- [Job]
Write what comes next in the blog post below about reading Isaacson's Steve Jobs biography and managing innovation, starting right after its last sentence.

:: Passage shown

I was late to the party with Isaacson’s Steve Jobs biography. What prompted me to read it was the release of The Innovators. Of course, the story is fascinating, but even more fascinating to me is how fascinating it is to everyone else. What is the about the products and the brand that creates this deep and worldwide interest in Steve Jobs? My interest is primarily an intellectual journey that began more than a year ago – how do you manage innovation? How do you think outside the box, but still keep the trains running on time? At the risk of disappointment, I haven’t  found an answer that would fit in a blog post. What I have done, however, is make a dent in several books both by reading and via audible.com. I’ve found that I enjoy listening to an opening chapter before bed, and if I get hooked, then I get the print version, and ultimately review it.

::::
:: Records

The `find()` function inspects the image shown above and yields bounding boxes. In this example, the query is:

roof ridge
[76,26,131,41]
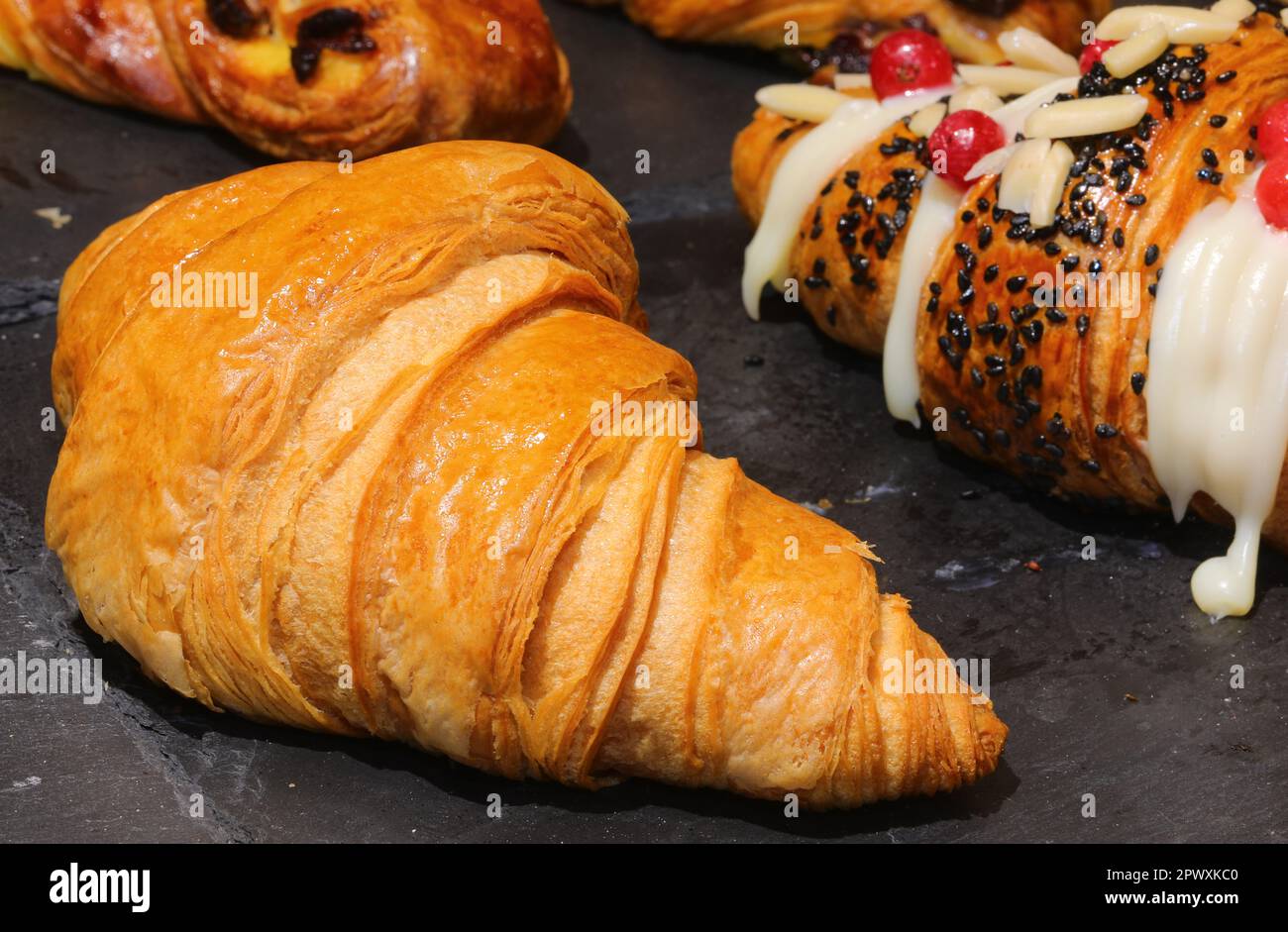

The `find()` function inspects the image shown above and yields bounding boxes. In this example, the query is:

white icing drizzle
[1145,175,1288,618]
[881,173,962,426]
[742,86,952,321]
[881,77,1078,426]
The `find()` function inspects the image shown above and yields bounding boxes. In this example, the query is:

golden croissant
[46,142,1006,807]
[583,0,1111,64]
[733,7,1288,615]
[0,0,572,160]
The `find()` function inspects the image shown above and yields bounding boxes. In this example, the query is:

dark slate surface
[0,3,1288,842]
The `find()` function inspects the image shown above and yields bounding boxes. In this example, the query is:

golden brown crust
[0,0,572,159]
[597,0,1111,63]
[733,14,1288,547]
[47,143,1006,807]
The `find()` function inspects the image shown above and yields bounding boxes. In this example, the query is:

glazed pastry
[0,0,572,160]
[584,0,1112,63]
[733,7,1288,617]
[47,142,1006,807]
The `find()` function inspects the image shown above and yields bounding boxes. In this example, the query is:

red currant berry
[926,109,1006,189]
[1078,39,1118,74]
[1257,100,1288,158]
[870,30,953,100]
[1257,155,1288,231]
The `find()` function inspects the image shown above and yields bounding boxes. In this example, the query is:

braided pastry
[733,7,1288,615]
[0,0,572,159]
[584,0,1111,63]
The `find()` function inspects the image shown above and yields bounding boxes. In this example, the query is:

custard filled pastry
[0,0,572,159]
[584,0,1112,65]
[46,142,1006,807]
[733,0,1288,617]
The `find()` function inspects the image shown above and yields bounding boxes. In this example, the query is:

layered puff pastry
[583,0,1112,63]
[0,0,572,159]
[47,142,1006,807]
[733,7,1288,617]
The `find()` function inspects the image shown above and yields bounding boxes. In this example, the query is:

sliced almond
[997,139,1051,212]
[909,103,948,137]
[756,83,854,124]
[997,26,1082,76]
[957,64,1061,96]
[1029,142,1073,228]
[1211,0,1257,21]
[1100,23,1168,77]
[948,83,1002,113]
[832,72,872,90]
[966,143,1021,181]
[1024,94,1149,139]
[1096,5,1239,44]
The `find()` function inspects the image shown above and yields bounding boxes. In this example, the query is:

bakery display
[47,142,1006,808]
[581,0,1112,65]
[0,0,572,160]
[733,0,1288,617]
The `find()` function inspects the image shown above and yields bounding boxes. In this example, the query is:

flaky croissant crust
[47,143,1006,806]
[733,13,1288,550]
[0,0,572,159]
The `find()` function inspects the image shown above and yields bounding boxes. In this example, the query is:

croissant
[0,0,572,159]
[583,0,1112,65]
[46,142,1006,807]
[733,0,1288,615]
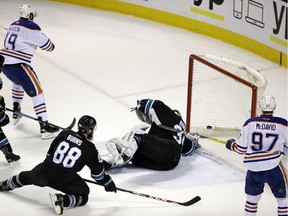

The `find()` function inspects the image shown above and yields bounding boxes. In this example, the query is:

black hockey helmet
[131,99,153,125]
[78,115,97,138]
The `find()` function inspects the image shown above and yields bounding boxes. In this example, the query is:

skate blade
[9,160,20,169]
[14,118,21,125]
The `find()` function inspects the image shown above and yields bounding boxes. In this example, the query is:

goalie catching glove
[102,124,149,168]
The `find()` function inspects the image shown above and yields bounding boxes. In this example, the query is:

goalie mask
[131,99,154,125]
[78,115,97,139]
[260,96,276,112]
[19,4,37,21]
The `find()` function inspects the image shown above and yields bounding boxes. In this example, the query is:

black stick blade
[178,196,201,206]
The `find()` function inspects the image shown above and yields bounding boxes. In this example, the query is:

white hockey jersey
[231,116,288,171]
[0,19,55,65]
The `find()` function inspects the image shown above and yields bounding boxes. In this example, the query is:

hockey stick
[0,25,8,30]
[84,179,201,206]
[6,108,76,130]
[158,125,226,145]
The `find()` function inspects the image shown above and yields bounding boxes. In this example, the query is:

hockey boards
[6,108,76,130]
[84,179,201,206]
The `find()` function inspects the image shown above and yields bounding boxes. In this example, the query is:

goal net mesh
[186,55,267,134]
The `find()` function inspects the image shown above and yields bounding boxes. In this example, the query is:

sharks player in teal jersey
[102,99,200,170]
[0,115,117,215]
[0,4,59,139]
[226,96,288,216]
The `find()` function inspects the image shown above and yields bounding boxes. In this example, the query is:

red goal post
[186,54,267,134]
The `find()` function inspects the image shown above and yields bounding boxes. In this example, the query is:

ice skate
[12,102,22,125]
[49,193,63,215]
[38,117,59,140]
[5,152,20,168]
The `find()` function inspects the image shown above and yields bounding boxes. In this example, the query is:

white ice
[0,0,288,216]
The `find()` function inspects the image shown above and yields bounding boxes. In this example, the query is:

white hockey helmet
[260,96,276,112]
[19,4,37,21]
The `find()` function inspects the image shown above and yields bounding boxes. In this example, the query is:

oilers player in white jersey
[226,96,288,216]
[0,4,59,139]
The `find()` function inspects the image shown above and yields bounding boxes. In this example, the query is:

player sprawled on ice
[0,115,117,215]
[226,96,288,216]
[102,99,200,170]
[0,4,59,139]
[0,56,20,167]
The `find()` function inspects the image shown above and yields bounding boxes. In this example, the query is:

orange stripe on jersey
[35,106,46,112]
[245,152,279,159]
[2,49,32,60]
[279,162,288,189]
[245,204,258,210]
[23,65,43,94]
[42,41,52,50]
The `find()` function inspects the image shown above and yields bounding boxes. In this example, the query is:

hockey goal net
[186,54,267,135]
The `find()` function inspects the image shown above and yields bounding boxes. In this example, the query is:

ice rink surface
[0,0,288,216]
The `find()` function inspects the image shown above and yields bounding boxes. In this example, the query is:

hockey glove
[98,174,117,193]
[0,95,10,126]
[0,55,5,73]
[226,139,235,150]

::::

- [Final result]
I haven’t finished these, nor reviewed them yet, but I’ve read enough of each to summarize my reactions here:

Becoming Steve Jobs: This new book is a bit more fun to read (or listen to) than the Isaacson book, but just as thorough in its own way. The growing consensus is that Jobs reads less like a jerk in this one. Beyond the fact that I’ve had my fill of reviews where this whole “jerk” thing is emphasized, I think it is an oversimplification. Becoming Steve Jobs focuses on the later half of Jobs’ life more than Isaacson. I think most of us can relate to becoming a different person in midlife than we were in our 20s. By emphasizing that time period, it is natural that a wiser, more gentle Jobs emerges, at least compared to the Isaacson book. Apparently Tim Cook did not like the official biography very much, which comes through in some quotes from the new book. This interview with the authors seems to do a pretty good job of summarizing the controversy surrounding the first book: Fox Interview: Authors of Becoming Steve Jobs

The New York Times has a pretty thorough review.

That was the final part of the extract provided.